Brief a: Shorten the paragraph in the birthday party passage below that begins "This was a 50th party", keeping its main facts.

==============================

I’ve been to many and played at many over the years, and all are different in the effect and experience created. From intimate house parties with a few drams, to lavish feasts in plush hotels or just an informal gathering in the pub, a birthday party can come in many shapes and sizes and in all these guises can be enjoyed greatly and all can suitably mark the occasion being celebrated.
Last Friday I was at one of the best gatherings of this type I have experienced yet.
This was a 50th party in Milngavie Town Hall to mark the half-century of Donald Iain Brown from Tiree. D.I. left Tiree in his late teens and has carved out a highly successful career with the BBC. The range of folk at the party reflected the background and work life of the birthday boy with a great combination of those who had travelled over from Tiree, those from the Glasgow Highland scene and many media executive types from all over the UK.
Added to this was a core of close family and friends and the mix of attendees knitted together perfectly to give a biography in people of those who had shaped, touched and been part of his life.

==============================

Brief b: Select every line of the entries below that contains the string "concrete".

Dataset excerpts:
==============================

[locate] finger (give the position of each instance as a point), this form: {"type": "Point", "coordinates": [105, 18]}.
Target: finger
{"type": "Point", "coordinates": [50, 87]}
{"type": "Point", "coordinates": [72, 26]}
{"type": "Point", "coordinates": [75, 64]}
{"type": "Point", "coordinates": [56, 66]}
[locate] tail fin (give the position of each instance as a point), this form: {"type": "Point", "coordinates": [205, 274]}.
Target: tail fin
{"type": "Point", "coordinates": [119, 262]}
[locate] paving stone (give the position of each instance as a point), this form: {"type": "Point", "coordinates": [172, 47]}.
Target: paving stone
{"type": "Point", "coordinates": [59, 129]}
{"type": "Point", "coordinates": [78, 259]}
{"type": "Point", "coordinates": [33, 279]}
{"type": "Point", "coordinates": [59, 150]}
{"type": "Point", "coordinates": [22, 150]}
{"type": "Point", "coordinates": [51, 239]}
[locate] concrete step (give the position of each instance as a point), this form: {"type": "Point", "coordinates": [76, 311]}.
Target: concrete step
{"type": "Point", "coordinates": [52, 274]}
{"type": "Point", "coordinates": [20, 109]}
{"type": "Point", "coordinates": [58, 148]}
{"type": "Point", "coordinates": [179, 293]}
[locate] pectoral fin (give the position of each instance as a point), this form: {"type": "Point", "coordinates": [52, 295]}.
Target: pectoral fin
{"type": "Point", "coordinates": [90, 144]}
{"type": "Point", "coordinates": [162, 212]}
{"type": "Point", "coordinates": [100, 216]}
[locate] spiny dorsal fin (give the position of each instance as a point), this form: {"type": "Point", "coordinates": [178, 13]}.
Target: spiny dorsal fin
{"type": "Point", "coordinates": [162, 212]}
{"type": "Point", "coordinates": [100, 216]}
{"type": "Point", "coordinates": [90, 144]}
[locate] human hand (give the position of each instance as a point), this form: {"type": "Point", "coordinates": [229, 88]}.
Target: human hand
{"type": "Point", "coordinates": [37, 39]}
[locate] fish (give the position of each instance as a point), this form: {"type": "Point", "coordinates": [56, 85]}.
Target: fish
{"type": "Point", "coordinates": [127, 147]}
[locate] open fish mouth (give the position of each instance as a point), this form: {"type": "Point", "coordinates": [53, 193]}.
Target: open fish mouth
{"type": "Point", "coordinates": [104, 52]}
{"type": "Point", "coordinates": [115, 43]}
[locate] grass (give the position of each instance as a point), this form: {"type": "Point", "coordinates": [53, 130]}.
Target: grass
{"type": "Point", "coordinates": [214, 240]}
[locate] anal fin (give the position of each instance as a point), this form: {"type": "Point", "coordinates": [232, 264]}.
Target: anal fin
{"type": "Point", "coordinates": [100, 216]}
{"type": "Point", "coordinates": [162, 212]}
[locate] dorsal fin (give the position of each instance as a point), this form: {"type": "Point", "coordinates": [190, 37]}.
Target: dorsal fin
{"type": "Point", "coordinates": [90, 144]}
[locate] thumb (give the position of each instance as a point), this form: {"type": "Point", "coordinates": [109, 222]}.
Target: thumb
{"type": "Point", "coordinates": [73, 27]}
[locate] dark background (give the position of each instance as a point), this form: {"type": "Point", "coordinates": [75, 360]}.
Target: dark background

==============================

Complete response a: Donald Iain Brown from Tiree celebrated his 50th birthday at a party in Milngavie Town Hall. He left Tiree in his late teens and built a highly successful career with the BBC. The guests reflected his background and working life: people who had traveled from Tiree, people from the Glasgow Highland scene, and media executives from across the UK.

Complete response b:
[locate] concrete step (give the position of each instance as a point), this form: {"type": "Point", "coordinates": [76, 311]}.
Target: concrete step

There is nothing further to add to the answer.